*** Begin section ***
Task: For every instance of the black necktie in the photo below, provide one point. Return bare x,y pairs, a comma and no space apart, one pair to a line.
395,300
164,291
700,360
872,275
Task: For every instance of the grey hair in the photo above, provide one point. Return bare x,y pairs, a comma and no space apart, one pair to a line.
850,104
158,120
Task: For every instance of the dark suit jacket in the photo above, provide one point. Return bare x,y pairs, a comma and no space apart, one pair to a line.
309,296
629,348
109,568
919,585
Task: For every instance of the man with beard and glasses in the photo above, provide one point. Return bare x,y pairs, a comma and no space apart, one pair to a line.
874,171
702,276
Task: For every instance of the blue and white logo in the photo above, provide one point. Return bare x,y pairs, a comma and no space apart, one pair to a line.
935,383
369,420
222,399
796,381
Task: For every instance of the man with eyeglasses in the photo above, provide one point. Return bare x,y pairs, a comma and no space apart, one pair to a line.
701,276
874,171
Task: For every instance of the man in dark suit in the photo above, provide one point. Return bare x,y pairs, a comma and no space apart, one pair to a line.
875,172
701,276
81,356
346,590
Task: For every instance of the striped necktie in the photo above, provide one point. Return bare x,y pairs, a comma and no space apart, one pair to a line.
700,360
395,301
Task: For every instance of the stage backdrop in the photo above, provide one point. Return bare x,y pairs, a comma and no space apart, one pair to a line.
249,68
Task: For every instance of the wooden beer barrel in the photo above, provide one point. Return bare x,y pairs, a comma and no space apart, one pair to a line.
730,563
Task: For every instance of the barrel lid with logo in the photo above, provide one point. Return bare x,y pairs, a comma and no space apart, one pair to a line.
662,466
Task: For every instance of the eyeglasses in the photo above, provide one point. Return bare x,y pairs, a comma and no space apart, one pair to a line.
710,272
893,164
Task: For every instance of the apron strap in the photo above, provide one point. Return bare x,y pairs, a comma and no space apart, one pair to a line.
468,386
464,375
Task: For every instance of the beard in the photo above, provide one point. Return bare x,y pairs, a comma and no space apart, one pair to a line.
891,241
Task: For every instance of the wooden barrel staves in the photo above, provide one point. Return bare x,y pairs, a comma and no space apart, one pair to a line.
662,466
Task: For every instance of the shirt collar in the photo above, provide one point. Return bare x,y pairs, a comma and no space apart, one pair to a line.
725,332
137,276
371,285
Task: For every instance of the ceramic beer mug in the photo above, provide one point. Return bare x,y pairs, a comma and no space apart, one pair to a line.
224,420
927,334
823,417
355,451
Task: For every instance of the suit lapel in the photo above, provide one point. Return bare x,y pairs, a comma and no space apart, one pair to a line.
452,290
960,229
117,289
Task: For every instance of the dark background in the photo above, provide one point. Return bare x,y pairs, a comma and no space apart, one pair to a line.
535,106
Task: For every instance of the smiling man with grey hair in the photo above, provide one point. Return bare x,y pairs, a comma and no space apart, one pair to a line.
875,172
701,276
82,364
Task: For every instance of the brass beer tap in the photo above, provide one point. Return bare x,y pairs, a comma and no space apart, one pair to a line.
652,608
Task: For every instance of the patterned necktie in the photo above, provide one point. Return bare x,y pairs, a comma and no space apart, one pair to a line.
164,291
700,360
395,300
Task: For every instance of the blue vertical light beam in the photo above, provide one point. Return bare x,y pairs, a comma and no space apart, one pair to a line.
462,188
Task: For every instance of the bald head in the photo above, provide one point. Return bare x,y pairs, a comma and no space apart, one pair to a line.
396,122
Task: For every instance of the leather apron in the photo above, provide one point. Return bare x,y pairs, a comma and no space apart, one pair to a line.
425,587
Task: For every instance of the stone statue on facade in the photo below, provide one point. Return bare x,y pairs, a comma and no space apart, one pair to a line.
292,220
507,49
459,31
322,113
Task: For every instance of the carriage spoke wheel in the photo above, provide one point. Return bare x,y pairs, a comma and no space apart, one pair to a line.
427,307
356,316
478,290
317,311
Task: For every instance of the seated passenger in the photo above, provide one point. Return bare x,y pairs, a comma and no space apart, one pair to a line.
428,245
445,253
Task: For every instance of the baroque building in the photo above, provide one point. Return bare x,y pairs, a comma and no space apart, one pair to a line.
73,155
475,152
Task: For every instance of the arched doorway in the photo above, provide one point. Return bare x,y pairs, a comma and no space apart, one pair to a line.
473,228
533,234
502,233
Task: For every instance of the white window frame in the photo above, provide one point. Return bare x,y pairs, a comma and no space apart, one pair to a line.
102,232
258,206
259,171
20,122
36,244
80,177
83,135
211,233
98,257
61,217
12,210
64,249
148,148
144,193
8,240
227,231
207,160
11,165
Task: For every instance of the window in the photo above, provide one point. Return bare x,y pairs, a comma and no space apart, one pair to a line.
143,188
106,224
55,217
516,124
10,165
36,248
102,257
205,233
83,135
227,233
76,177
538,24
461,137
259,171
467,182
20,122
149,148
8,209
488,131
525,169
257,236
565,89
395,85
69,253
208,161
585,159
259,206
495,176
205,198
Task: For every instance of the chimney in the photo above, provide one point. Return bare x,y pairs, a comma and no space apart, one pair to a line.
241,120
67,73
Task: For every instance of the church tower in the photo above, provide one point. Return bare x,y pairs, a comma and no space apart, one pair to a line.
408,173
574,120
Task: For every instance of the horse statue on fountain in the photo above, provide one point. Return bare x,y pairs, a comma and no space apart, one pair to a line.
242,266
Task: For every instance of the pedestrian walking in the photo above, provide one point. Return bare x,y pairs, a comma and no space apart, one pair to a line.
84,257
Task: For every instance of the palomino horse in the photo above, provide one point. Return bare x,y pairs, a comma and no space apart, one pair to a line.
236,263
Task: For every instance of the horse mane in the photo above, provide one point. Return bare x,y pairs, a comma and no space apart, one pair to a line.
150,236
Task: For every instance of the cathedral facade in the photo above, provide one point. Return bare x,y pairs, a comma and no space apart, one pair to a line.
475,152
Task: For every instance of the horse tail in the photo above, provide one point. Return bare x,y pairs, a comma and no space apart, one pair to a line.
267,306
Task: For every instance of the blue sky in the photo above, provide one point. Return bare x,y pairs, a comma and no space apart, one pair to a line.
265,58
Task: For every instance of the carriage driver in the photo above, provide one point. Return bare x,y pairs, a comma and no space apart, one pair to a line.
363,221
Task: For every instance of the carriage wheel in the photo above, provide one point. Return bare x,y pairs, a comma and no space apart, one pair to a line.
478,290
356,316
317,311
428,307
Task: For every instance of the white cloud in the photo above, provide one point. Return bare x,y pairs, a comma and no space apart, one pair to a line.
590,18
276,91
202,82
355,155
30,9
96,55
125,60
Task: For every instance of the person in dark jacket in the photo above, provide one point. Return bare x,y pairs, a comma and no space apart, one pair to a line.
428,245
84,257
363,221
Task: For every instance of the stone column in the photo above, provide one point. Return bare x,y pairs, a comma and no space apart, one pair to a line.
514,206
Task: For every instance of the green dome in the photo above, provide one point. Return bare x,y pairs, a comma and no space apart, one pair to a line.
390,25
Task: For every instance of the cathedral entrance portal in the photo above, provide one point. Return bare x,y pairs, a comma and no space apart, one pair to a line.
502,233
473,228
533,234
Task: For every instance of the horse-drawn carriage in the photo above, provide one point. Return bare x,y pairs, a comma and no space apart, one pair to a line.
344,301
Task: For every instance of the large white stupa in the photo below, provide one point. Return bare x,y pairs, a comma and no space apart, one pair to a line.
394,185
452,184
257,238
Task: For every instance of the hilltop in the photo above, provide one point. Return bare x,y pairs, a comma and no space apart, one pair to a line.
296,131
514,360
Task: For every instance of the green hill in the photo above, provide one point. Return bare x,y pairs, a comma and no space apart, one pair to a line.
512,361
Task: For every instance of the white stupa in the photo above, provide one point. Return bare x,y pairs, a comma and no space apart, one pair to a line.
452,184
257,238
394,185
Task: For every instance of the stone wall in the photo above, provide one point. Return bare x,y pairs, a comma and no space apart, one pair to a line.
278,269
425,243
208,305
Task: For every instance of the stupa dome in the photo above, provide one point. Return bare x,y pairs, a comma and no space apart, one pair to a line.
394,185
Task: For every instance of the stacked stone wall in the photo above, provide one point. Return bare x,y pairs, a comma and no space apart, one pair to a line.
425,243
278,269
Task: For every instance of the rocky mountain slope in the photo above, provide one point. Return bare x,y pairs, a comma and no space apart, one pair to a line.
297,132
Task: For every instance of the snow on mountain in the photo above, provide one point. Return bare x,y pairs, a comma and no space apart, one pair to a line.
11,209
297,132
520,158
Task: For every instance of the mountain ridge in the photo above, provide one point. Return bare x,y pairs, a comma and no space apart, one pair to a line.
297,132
*** End section ***
What you need to do:
Using the records above, write out exactly the lines from the one containing "Task: For every instance of the green dome" through the last, and add nothing.

Exercise result:
Task: For every instance of the green dome in the photo above, provide one point. Return bare x,y pairs, a comma and no space apart, one pair to a line.
390,25
Task: For every instance of the cathedral entrance portal in the photo above, provide one point. Return bare x,y pairs, a comma and no space apart, one pair to a line.
502,233
473,228
533,234
Task: For every instance of the horse-drawn carriage in the photo above, provide one point. Return bare x,y pairs, a comma and no space apart, one pair to a line.
344,301
Task: For every instance of the large white stupa in the photo below, provide one point. Return bare x,y pairs, a comma and no space apart, one pair to a line.
394,185
452,184
257,238
Task: For every instance of the hilltop in the photo above, provide one point. Return bare x,y pairs, a comma and no space apart, one pair to a line.
296,131
514,360
Task: For every instance of the green hill in the photo above, provide one point. Return bare x,y pairs, a comma and no space apart, one pair to a line.
512,361
Task: For every instance of the white stupa in the photo above, provide one point. Return bare x,y pairs, a comma and no space apart, one pair to a line.
452,184
257,238
394,185
Task: For every instance of the stone wall in the photo above, provide one point. Return bare x,y pairs, a comma and no space apart, one pair to a line.
278,269
425,243
208,305
Task: For every instance of the stupa dome in the photo above, provide one point. Return bare x,y pairs, a comma and no space apart, one pair to a line.
394,185
Task: For every instance of the stacked stone wall in the photo above, provide one point. Return bare x,y pairs, a comma and no space apart, one pair to a line.
425,243
278,269
Task: For every instance of the rocky mountain slope in the photo above, provide one point. Return bare x,y pairs, a comma and no space apart, one pair to a line.
297,132
Task: For every instance of the snow on mountain in the photo above, provide one point. Return bare x,y pairs, a comma and no space apart, one pair to a line.
11,209
297,132
520,158
Task: For every instance of the mountain ridge in the photo above, provide one point. Return bare x,y pairs, a comma and no space apart, one pair to a line.
297,132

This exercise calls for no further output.